PROBLEM DESCRIPTION ->
Rewrite the lines below, renaming "player's" to "athlete's" wherever it occurs and leaving everything else unchanged. Leave the pictures out of your answer.
****************
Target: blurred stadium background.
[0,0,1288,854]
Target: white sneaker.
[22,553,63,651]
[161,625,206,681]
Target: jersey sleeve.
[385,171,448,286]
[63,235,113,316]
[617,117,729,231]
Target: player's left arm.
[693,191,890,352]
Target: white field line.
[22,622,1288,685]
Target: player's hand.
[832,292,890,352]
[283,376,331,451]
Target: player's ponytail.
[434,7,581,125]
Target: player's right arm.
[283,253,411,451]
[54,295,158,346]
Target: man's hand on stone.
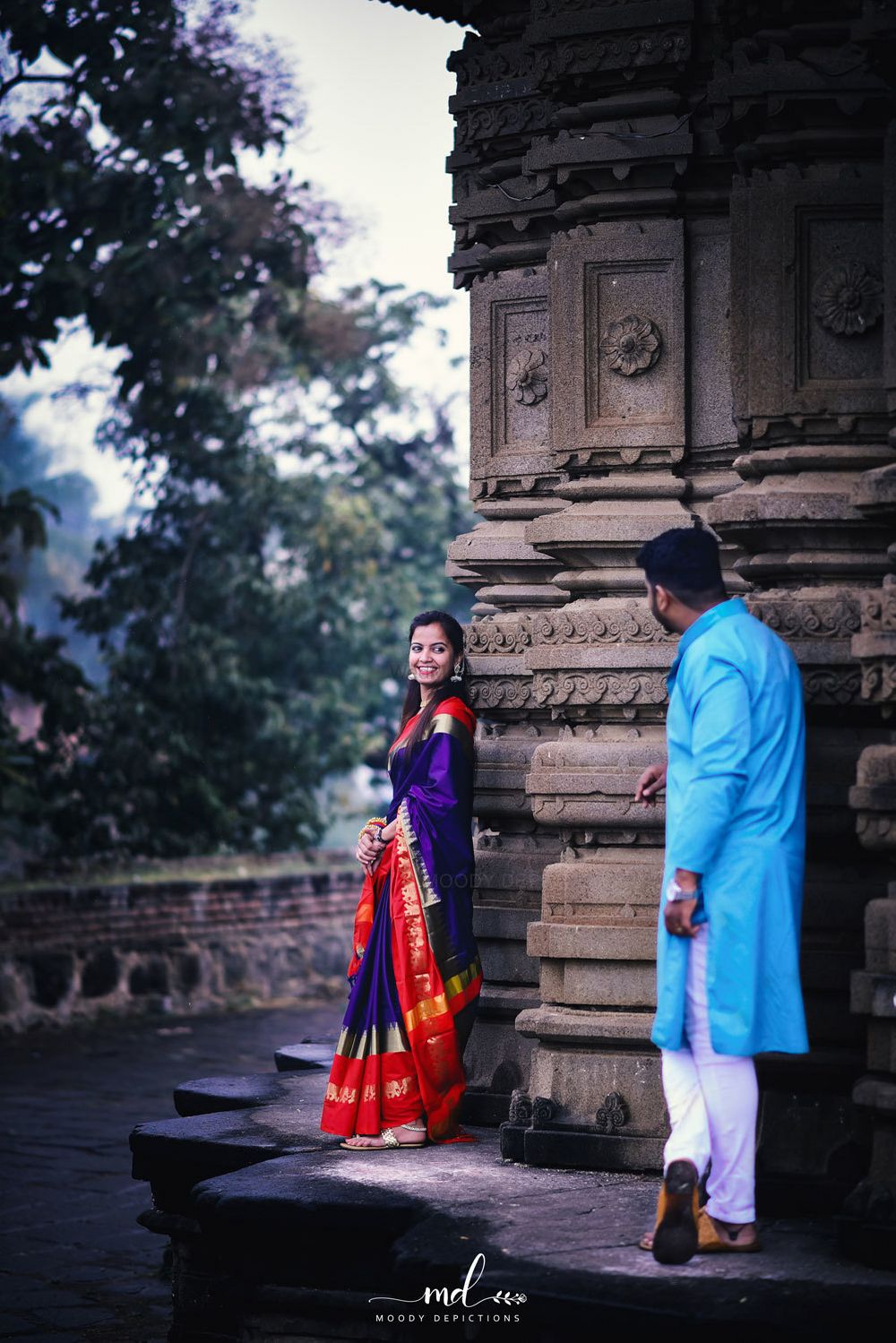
[634,764,667,807]
[664,896,700,937]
****************
SOLUTION FOR THIS TASK ->
Target: blurred stadium background.
[0,0,1288,854]
Target: white sneaker.
[22,553,63,651]
[161,625,206,681]
Target: jersey sleeve.
[385,171,448,286]
[63,235,113,316]
[617,117,729,231]
Target: athlete's left arm.
[693,191,890,352]
Target: white field line.
[22,622,1288,685]
Target: athlete's hand.
[832,292,890,352]
[283,376,331,451]
Target: athlete's ponytail.
[434,7,581,125]
Target: athlete's right arm.
[283,253,411,451]
[54,295,158,346]
Target: man's hand on stone.
[634,764,667,807]
[664,896,700,937]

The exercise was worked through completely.